**WHAT YOU ARE ASKED TO DO**
Extract the passage of the portable vaccine device article that runs from "According to the" to "in all participants.", copying it word for word.

**SOURCE TEXT**

========================

New York National Guard medics training at Fort Polk, Louisiana (Sgt. Harley Jelis, nationalguard.mil)

10 June 2019. The U.S. Department of Defense is supporting creation of a small, portable device that safely sends vaccines and therapies through the skin. The device is being developed by Inovio Pharmaceuticals Inc. in Plymouth Meeting, Pennsylvania, and funded by an $8.14 million award from DoD’s Medical CBRN Defense Consortium; CBRN stands for Chemical, Biological, Radiological, and Nuclear threats.

Inovio Pharmaceuticals is a developer of vaccines and therapies for infectious diseases and cancer, licensing discoveries from the lab of immunologist David Weiner, now director of the Wistar Institute’s Vaccine Center and previously at University of Pennsylvania. Weiner and colleagues are seeking faster and easier methods to make vaccinations protecting against infectious diseases.

In this process, called DMab — short for DNA monoclonal antibody — DNA fragments are ingested into cells, where they’re exposed to 3 to 4 mild electrical pulses. Inovio calls this electronic assistance its Cellectra system that increases the uptake of DNA to generate more antibodies.

According to the company, the new device called Cellectra 3PSP, advances the Cellectra technology into a small, portable battery-powered device to administer Innovio’s vaccines through the skin by military personnel in the field. Innovio says its vaccines for Zika, Ebola, and HIV are being tested with through-the-skin delivery in clinical trials that reveal the technology induces strong immune responses. The company cites a recent trial of its HIV vaccine that generates anti-HIV antibodies and therapeutic T-cells in all participants.

In January 2019, Science & Enterprise reported on the beginning of a clinical trial testing an Innovio vaccine to protect against Zika that uses synthetic DNA particles to produce antibodies targeting the virus. And a report in November 2018 shows a similar vaccine protects lab mice against the Ebola virus. In both cases, the vaccines use Innovio’s DMab and Cellectra technologies.

“Our Cellectra 3PSP,” says Kate Broderick, Innovio’s vice-president for R&D in a company statement, “is a small, portable user-friendly device which will allow broader access to Inovio’s vaccines and immunotherapies, whether the vaccine is administered to our troops ready to be deployed around the world, at a local pharmacy, or in challenging settings such as rural Africa.” Broderick is the principal investigator on the project that also covers testing of the device with new DNA vaccines developed by U.S. Army’s Medical Research Institute of Infectious Diseases.

The Medical CBRN Defense Consortium was formed to create a new means for DoD to engage with businesses, academic institutions, and not-for-profit organizations — particularly companies and organizations new to DoD contracting — for meeting the military’s need to respond more quickly to unforeseen medical requirements and threats from non-traditional weapons.

This $8.14 million award and other consortium grants use a funding mechanism called Other Transaction Agreements that the agency says enables “fast acquisition of critically needed technologies in areas as diverse as shipbuilding, armaments, satellites, medical devices, and electromagnetic spectrum technologies.” Other Transaction Agreements, says the agency, bypasses the usual government acquisition regulations to bring “innovative research findings and state-of-the-art prototypes from industry to the federal government.”

========================

**PROVIDED RECORDS**

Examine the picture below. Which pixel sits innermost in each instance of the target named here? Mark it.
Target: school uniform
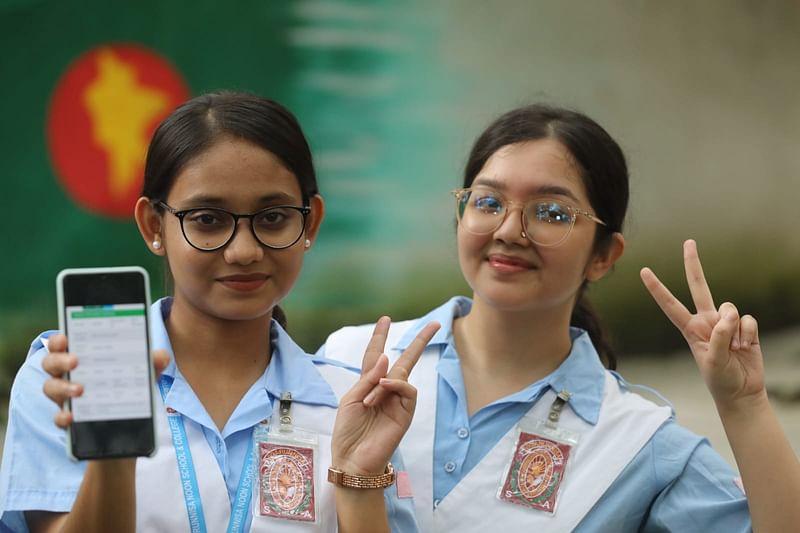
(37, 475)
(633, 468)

========================

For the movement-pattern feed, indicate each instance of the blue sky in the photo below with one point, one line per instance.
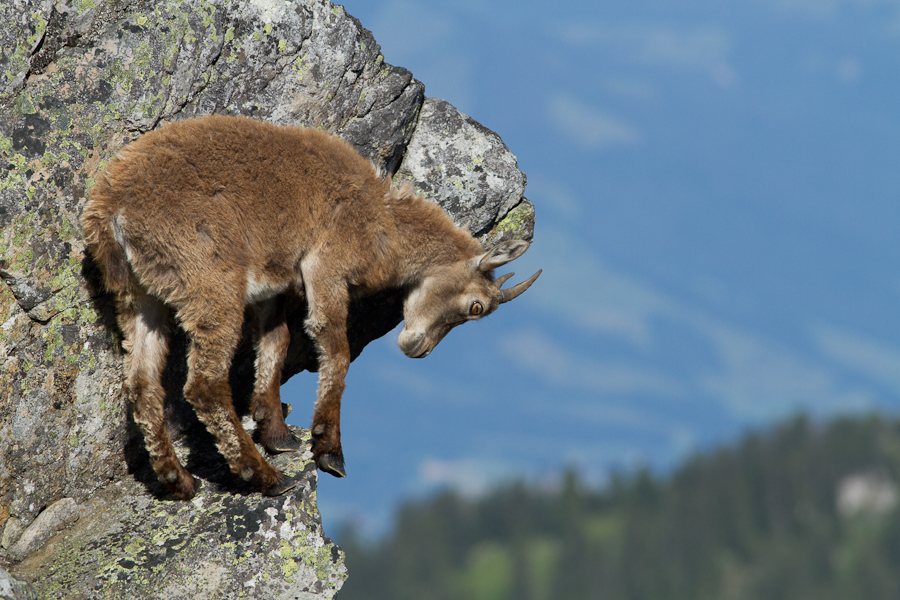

========================

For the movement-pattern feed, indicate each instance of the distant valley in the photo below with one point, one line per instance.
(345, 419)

========================

**FINAL ANSWER**
According to the company, the new device called Cellectra 3PSP, advances the Cellectra technology into a small, portable battery-powered device to administer Innovio’s vaccines through the skin by military personnel in the field. Innovio says its vaccines for Zika, Ebola, and HIV are being tested with through-the-skin delivery in clinical trials that reveal the technology induces strong immune responses. The company cites a recent trial of its HIV vaccine that generates anti-HIV antibodies and therapeutic T-cells in all participants.